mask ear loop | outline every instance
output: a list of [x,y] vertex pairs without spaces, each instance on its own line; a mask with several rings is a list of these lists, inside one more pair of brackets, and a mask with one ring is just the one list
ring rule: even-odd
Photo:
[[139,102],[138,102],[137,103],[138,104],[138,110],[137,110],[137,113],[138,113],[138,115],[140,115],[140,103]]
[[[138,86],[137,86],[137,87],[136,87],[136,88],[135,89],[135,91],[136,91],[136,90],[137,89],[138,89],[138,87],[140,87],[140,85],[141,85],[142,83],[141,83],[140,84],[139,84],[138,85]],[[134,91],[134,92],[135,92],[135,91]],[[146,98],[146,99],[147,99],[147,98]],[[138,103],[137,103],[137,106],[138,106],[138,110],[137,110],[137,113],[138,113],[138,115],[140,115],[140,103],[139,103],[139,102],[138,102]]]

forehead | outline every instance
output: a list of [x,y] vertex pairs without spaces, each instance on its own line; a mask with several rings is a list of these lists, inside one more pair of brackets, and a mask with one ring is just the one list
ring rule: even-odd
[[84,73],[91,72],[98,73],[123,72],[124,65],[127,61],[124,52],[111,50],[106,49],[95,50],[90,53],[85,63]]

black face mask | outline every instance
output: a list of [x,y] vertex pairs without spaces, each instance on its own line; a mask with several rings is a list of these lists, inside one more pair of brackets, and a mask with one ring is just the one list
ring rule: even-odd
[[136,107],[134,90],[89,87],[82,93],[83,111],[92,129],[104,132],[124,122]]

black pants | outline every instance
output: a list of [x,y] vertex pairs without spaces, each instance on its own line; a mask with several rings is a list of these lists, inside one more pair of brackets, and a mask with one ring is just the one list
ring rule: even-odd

——

:: PROBLEM STATEMENT ::
Copy the material above line for line, with no changes to any character.

:: EXERCISE RESPONSE ::
mask ear loop | outline every instance
output: a list of [x,y] vertex pairs without spaces, each instance on its own line; a mask with several rings is a list of these lists, inside one more pair of brackets, and a mask with one ring is just the one list
ring rule: even-odd
Photo:
[[139,102],[138,102],[137,103],[138,104],[138,110],[137,110],[137,113],[138,113],[138,115],[140,115],[140,103]]
[[[138,86],[137,86],[137,87],[136,87],[136,88],[135,89],[135,91],[136,91],[136,90],[137,89],[138,89],[138,87],[140,87],[140,85],[141,85],[142,83],[141,83],[140,84],[139,84],[138,85]],[[134,91],[134,92],[135,92],[135,91]],[[146,98],[146,99],[147,99],[147,98]],[[138,103],[137,103],[137,106],[138,106],[138,110],[137,110],[137,113],[138,113],[138,115],[140,115],[140,103],[139,103],[139,102],[138,102]]]

forehead | outline every instance
output: a list of [x,y] vertex pairs without spaces, each instance on its own line; a mask with several rings is a list of these lists, inside one more pair of brackets, and a mask with one ring is just the one list
ring rule: even-odd
[[84,73],[91,72],[98,73],[123,72],[124,65],[127,61],[124,52],[111,50],[106,49],[95,50],[90,53],[85,63]]

black face mask | outline every instance
output: a list of [x,y] vertex pairs without spaces, each instance on its own line; a mask with several rings is a list of these lists, inside one more pair of brackets, and a mask with one ring is just the one list
ring rule: even-odd
[[136,107],[134,90],[89,87],[82,93],[83,111],[92,129],[104,132],[124,122]]

black pants | outline every instance
output: a list of [x,y] vertex pairs without spaces, each instance on its own line; a mask with several rings is a list of these lists, inside one more pair of brackets, and a mask with one ring is just the one list
ring rule: even-odd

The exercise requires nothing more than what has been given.